Problem set —
[1] In the passage on Endō's novel Silence, why does the writer call the priests' stepping on the fumi-e "real apostasy, not merely a dissimulation"? Answer in one to three sentences.
[2] Write a continuation of the passage on Endō's novel Silence, starting after its final sentence.

The eponymous “silence” that Endō writes of so disturbingly is the silence of God amid the trials and spiritual agony of the book’s protagonist, Father Sebastião Rodrigues, S.J. It is not a holy silence; it is the missionary’s feeling of utter abandonment by God.

Did I mention that this is the single most disturbing book I have ever read in my life?

In a remarkably sympathetic and incisive commentary on the book (and the film) Lieutenant Geoff Jablonski, writing for the Lepanto Institute, tries his best to hold up whatever elements in both are salvageable. However, he agrees with other Catholic commentators — e.g., John Paul Meehan in Martyrs Know Apostasy Can Not Be Justified — that apostasy can never be justified under any circumstances. Alarmingly, some so-called conservative Catholics were perfectly willing to justify apostasy (or apparent apostasy) in the comments section of Prof. Meehan’s article, where your humble servant found himself in a bit of a dustup last year. In these days of sentimental theology, what should one expect?

The subsequent history of those priests whom we learn have stepped on the fumi-e are no more heroic than their act of external apostasy. For they go on to live respectable lives in Japan (they are forbidden to leave), take Japanese wives, and work against the interests of Christianity in the land they had formerly worked to evangelize. In other words, this is real apostasy, not merely a dissimulation. Scorsese apparently parted from the book in this regard by giving the film a clever surprise ending; but, as Geoff Jablonski points out, this is still not morally satisfactory.

There is Catholic heroism in the book, and one of the missionaries dies in an attempt to save his spiritual children who are being drowned to death. In his admirable attempt at reading lessons of genuine Catholic spirituality into Endō’s work, Lieutenant Jablonski contrasts the heroism and spiritual solidity of this missionary with the prideful self-reliance of Father Rodrigues, whose behavior is considerably less than heroic. How accurate this reading is to Endō’s intention nobody can say, since Endō (who is a great artist) is himself quite silent on the matter.

In the end, whether the evil silence is the fault of Father Sebastião Rodrigues, the character, or Shūsaku Endō, the writer, the silence — and then the shockingly blasphemous breaking of the silence — is not holy; it is evil. It is a silence that drives a man to apostasy. It is a silence that leads him to imagine (or hear, if Endō is to blame) Christ granting permission for apostasy. A triumph of existentialist morality!

(Data listing)
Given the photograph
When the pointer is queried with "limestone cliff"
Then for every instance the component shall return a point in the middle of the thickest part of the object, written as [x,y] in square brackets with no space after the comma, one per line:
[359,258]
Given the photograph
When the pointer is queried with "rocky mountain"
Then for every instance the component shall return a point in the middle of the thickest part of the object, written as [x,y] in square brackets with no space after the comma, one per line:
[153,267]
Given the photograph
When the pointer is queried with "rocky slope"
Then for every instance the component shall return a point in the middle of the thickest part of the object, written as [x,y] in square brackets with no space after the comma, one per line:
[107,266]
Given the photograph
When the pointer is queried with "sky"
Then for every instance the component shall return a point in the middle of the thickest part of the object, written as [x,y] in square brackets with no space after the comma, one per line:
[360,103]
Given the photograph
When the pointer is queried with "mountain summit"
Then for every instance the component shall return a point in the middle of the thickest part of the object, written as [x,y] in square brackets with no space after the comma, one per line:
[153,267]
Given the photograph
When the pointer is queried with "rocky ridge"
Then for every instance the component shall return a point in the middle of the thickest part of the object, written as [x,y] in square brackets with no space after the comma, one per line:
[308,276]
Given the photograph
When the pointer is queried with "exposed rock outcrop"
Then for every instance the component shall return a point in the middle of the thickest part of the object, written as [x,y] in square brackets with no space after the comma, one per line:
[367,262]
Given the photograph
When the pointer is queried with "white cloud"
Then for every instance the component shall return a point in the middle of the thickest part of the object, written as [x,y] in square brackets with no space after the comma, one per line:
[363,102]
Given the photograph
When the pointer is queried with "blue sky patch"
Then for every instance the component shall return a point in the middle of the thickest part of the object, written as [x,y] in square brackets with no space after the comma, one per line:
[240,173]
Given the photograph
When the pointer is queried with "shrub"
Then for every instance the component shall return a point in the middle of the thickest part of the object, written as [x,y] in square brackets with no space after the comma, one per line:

Exercise responses —
[1] After stepping on the fumi-e, the priests go on to live respectable lives in Japan, take Japanese wives, and work against the interests of Christianity in the land they had once worked to evangelize. Their later conduct shows that the apostasy was not only an outward act.

[2]
A holy silence is one that draws close to God. More to the point, it is one that envelopes us in God. It renders His presence, as it were, tangible. Such a silence is informed by, and, in turn, strengthens, the theological and moral virtues. It is a silence that is not solipsistic, narcissistic, indulgent, or even selfish in the least. It is a silence that is ascetical and attentive to God, without the prideful presumption that God is obliged to “speak” to the soul — not, at least, in an audible or extraordinary way. Such silence is described ably by Robert Cardinal Sarah, on page sixty-one of The Power of Silence:

Silence, man’s effort, runs alongside hope, the theological virtue. In reality, the divine power of the theological virtue lifts and directs the human and ascetical impact of silence. Then a second [virtue, this one a] moral virtue appears: fortitude. Its function is to remove the obstacle that prevents the will from obeying reason. Fortitude is active and takes the offensive. The thing is to apply oneself to cultivating this virtue, which drives back all that could prevent man from living in dependence on God. Silence and hope are two conditions allowing fortitude to find its nourishment.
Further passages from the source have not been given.